• Aim
Identify every line in the records below that contains the word "plastic", and copy each of those lines. Case counts.

• Data to process

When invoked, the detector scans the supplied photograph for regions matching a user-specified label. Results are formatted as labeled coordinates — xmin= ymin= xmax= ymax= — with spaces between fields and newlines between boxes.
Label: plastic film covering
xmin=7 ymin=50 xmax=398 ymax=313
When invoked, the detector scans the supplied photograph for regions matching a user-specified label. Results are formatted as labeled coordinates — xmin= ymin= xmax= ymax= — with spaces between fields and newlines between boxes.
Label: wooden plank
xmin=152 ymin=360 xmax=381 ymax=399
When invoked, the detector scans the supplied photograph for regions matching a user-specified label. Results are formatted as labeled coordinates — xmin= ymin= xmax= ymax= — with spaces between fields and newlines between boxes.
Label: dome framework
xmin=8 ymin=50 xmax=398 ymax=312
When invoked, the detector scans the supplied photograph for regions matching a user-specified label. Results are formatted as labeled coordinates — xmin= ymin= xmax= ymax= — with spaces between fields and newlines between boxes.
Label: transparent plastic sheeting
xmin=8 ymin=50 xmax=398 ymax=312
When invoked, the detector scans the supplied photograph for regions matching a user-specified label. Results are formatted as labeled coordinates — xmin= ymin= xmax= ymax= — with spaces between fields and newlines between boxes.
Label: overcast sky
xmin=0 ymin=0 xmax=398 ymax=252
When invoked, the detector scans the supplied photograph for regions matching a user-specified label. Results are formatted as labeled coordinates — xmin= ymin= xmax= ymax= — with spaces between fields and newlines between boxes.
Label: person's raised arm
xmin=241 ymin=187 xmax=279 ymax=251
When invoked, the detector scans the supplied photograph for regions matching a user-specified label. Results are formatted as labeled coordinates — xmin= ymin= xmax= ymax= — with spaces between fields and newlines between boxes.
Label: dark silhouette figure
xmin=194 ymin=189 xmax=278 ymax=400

• Correct output
Label: plastic film covering
Label: transparent plastic sheeting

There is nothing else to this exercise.